• WHAT TO WORK ON: Revise the records below so that "natural-language query" becomes "free-text prompt", with everything else left as is, and omit the pictures from your answer.

• RAW DATA:
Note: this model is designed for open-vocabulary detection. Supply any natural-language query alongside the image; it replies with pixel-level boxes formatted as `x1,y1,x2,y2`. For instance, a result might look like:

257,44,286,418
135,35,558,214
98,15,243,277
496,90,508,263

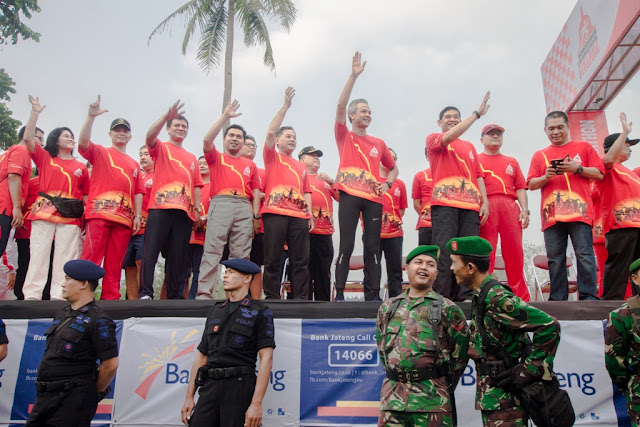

• RIGHT ANSWER:
Note: this model is designed for open-vocabulary detection. Supply any free-text prompt alongside the image; it replies with pixel-level boxes formatted as `x1,y1,x2,y2`. For instance, a result might look like:

257,44,286,418
135,35,558,214
98,15,243,277
496,90,508,263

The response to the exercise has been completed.